--- Begin Dataset records ---

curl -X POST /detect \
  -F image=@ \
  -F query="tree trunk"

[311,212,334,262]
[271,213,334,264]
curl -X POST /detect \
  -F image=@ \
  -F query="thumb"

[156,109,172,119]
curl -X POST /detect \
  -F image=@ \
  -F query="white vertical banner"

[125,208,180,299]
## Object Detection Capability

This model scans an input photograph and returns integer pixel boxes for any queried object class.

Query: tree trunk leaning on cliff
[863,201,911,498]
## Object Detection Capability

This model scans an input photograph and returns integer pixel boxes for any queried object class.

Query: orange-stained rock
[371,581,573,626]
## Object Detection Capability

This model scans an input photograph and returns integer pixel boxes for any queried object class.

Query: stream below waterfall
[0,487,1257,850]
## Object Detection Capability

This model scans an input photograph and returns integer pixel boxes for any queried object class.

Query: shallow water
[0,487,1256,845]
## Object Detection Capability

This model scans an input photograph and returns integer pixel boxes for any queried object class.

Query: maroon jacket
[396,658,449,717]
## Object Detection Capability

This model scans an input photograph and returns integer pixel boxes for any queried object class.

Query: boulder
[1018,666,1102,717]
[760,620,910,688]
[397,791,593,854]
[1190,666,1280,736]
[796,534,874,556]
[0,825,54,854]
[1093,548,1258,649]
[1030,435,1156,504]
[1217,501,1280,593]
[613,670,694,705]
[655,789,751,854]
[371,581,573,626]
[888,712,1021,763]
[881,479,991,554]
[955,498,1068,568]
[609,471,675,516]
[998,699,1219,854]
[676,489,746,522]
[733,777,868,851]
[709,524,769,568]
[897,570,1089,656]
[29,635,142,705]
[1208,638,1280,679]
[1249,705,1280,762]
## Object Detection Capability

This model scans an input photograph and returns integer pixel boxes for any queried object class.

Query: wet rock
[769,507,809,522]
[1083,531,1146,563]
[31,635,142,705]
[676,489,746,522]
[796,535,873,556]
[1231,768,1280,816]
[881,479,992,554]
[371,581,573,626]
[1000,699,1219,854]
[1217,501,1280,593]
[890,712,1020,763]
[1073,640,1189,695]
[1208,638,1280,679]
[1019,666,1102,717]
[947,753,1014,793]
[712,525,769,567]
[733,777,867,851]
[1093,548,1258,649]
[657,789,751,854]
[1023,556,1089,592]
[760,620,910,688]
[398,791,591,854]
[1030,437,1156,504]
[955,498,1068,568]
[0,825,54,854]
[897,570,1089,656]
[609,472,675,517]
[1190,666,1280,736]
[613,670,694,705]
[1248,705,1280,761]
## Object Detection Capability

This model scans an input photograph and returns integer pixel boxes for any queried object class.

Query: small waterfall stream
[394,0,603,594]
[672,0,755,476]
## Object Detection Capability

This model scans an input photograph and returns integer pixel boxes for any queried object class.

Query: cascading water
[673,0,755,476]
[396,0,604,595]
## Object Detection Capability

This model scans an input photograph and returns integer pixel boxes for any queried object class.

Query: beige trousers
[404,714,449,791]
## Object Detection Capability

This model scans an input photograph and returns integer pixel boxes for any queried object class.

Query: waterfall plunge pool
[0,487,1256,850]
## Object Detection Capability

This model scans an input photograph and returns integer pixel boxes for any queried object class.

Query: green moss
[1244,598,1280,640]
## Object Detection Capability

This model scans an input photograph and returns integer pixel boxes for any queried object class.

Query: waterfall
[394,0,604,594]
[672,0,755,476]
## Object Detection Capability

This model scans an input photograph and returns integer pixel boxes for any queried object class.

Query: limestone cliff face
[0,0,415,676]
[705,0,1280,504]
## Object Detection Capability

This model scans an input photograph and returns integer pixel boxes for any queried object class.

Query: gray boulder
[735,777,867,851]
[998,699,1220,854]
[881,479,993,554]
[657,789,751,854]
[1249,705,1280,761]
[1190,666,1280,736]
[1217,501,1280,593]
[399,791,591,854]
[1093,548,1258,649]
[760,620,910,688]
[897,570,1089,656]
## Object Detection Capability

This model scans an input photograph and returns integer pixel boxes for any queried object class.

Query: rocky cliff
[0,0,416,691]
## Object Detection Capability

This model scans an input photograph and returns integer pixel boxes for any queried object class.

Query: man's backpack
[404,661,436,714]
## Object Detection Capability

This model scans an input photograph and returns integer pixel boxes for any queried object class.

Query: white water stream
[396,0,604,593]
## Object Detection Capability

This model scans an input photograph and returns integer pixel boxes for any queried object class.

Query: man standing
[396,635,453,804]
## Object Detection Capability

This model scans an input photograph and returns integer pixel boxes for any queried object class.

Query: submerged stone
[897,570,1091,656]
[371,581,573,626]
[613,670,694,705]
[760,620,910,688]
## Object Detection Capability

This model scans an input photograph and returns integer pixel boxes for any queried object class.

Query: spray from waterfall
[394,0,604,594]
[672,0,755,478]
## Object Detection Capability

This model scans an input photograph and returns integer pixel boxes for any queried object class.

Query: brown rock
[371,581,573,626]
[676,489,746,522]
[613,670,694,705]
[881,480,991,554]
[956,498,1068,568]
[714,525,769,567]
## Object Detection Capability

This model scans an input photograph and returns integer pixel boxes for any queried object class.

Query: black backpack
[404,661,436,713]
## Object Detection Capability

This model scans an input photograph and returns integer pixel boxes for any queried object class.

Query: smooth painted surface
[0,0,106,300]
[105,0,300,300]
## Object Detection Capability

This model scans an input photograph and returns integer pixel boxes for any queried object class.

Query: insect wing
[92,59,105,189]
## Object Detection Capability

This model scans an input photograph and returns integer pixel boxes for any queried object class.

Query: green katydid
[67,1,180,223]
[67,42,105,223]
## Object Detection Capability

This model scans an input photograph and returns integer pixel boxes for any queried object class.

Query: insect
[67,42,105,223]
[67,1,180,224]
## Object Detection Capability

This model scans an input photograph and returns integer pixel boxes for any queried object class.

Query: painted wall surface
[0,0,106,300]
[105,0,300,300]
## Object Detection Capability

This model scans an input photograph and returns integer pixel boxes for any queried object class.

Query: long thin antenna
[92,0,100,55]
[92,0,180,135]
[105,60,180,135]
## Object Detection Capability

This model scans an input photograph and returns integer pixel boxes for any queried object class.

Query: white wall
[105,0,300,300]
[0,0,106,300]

--- End Dataset records ---

## Exercise
From the records above, copy every line that contains the word "tree".

## In response
  -F query="tree trunk"
Query: tree trunk leaning on cliff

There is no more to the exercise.